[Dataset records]
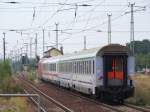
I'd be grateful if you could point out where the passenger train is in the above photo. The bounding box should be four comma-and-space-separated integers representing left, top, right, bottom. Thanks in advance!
38, 44, 135, 102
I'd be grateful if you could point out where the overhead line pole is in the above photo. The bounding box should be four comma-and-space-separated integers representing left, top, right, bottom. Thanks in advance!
42, 29, 45, 56
35, 33, 37, 58
130, 3, 135, 55
107, 14, 112, 44
84, 36, 86, 50
3, 32, 6, 61
55, 23, 58, 49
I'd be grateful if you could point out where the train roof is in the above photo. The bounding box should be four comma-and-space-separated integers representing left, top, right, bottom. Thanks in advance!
42, 44, 130, 63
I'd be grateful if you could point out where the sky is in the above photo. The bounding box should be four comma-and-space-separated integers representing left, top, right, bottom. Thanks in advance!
0, 0, 150, 58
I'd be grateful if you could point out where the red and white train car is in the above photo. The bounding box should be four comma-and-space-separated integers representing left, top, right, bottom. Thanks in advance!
39, 44, 135, 101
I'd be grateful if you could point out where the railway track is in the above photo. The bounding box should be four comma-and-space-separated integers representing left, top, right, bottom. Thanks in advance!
19, 75, 150, 112
19, 78, 73, 112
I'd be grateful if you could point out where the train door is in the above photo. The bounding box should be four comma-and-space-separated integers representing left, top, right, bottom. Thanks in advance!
103, 55, 127, 87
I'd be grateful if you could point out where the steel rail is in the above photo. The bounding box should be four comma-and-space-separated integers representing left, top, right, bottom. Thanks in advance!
124, 103, 150, 112
24, 89, 47, 112
19, 78, 73, 112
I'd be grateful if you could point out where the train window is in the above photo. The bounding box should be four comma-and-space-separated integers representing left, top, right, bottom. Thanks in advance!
80, 61, 83, 74
83, 61, 85, 74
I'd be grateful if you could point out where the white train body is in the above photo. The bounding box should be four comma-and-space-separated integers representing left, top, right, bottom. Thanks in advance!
39, 44, 134, 100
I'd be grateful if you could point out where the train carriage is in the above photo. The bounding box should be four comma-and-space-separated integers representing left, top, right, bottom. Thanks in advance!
39, 44, 134, 101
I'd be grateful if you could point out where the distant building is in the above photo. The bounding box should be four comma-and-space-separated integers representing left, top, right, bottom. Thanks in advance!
44, 48, 63, 58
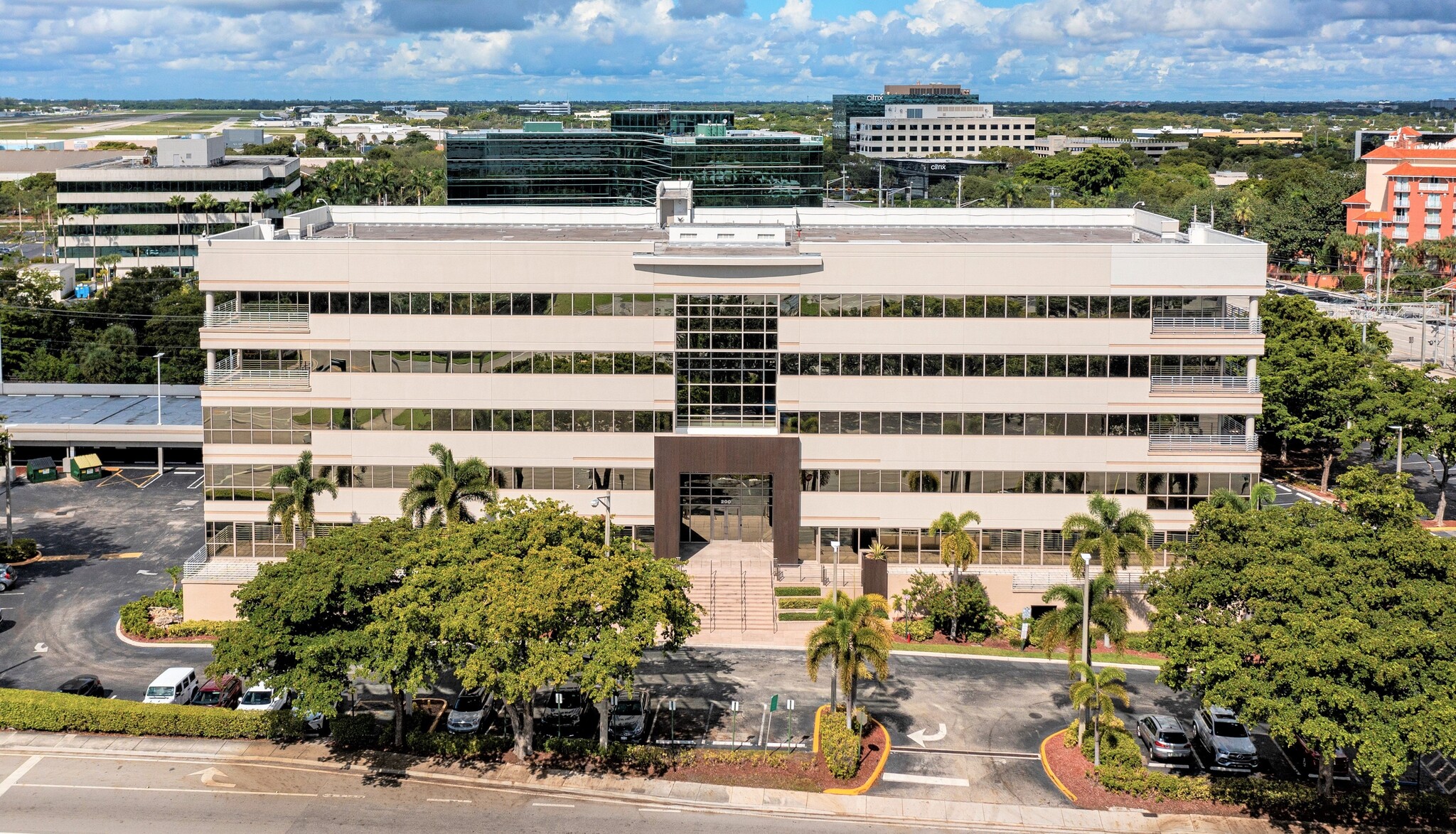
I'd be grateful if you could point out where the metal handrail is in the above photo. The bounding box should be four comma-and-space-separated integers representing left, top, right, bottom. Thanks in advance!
1153, 316, 1264, 335
1147, 434, 1260, 451
1150, 374, 1260, 395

WORK REQUIRED =>
In the items from the beginning through the line containing "38, 44, 135, 102", replace "passenger train" with "commuter train" and change nothing else. Leave the pictures out of your answer.

CORRECT ANSWER =>
I'd be grateful if you could point out where the commuter train is in the above photo. The bounding box should be four comma-and-space-separated integers representing left, top, right, bottom. Thanks in advance!
38, 44, 135, 102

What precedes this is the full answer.